**SOURCE PASSAGE:**
[BEGIN]

# Battery Removal / Cold Cranking Amps ?????



## xczar (May 19, 2013)

Need to see what the CCA is on my 2013 Cruze battery. Problem is, 1/3rd the battery is covered up my a plastic protector over the positive terminal. Covering the info of the battery and the spec of the CCA.

Tried to remove the protector, but I can see it breaking if not done right.

Anyone can send me in the right direction?


----------



## NickD (Dec 10, 2011)

Battery in my 2012 2LT is a GM part # 2370 size 47-6YR with a 60 AH rating, typically at a 20 hour rate.

Has not one but two CCA ratings, SAE, has to maintain 525 amperes at 0*F for a period of 30 seconds and holding above 7.5 Volts.

Also a European Rating, (EN) that is a bit more complicated. The battery is required to meet a voltage of 7.5V after 10 seconds and after 10 seconds rest, at 485 amperes, the battery is further is charged @ 0.6 x original current and is required to complete 73s in the second stage giving a total combined discharge period of 90 seconds (assume initial period equates to 10s/0.6) 16.7 seconds.

Cruze does have an expandable partition that would permit using a longer battery, but the width and height would have to be the same. Never checked into this. 

With previous GM cars, would just replace the battery with the same one that's in there. Way to much fooling around to attempt a replacement for one that fits perfectly with an aftermarket type of battery. But do get competitive prices so I can wear down the parts counter guy for a competitive price. Yep, you can wear them down.


----------



## Robby (Mar 1, 2013)

Same battery for 2013/2014 gas Cruze......525 cca.

Rob


----------



## spacedout (Dec 7, 2010)

When I replaced my battery I just unhooked the cables but I didn't unhook anything from that cover but unhooked the entire plastic cover from top of battery. Then you remove the metal tray expansion from the front of battery tray and slide the battery right out.

[END]

**INFORMATION SHOWN:**
[BEGIN]

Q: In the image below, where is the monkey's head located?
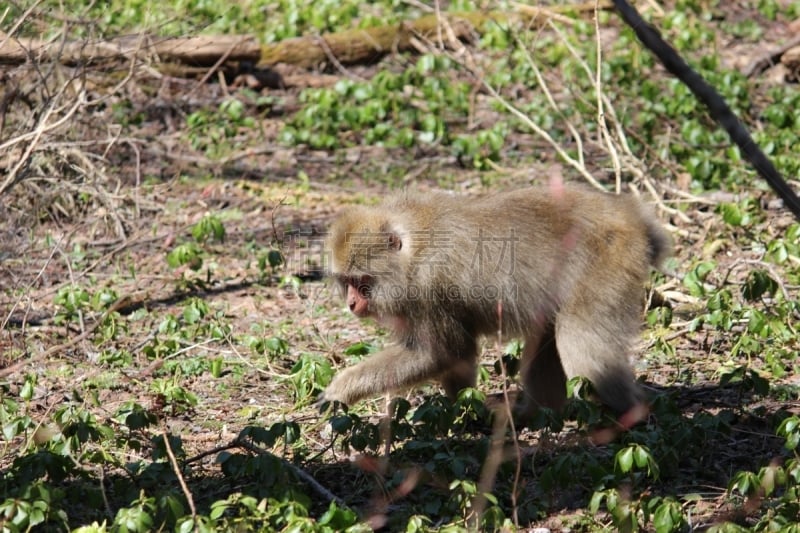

[END]

**TASKS TO CARRY OUT:**
(A) Copy the stretch of the Cruze battery thread from "Battery in my" through "above 7.5 Volts.".
(B) In the Cruze battery thread, what CCA rating is given for the battery in the 2013/2014 gas Cruze?
The data above stand apart from the Cruze battery thread.

**THE SOLUTIONS:**
(A)
Battery in my 2012 2LT is a GM part # 2370 size 47-6YR with a 60 AH rating, typically at a 20 hour rate.

Has not one but two CCA ratings, SAE, has to maintain 525 amperes at 0*F for a period of 30 seconds and holding above 7.5 Volts.

(B) 525 CCA.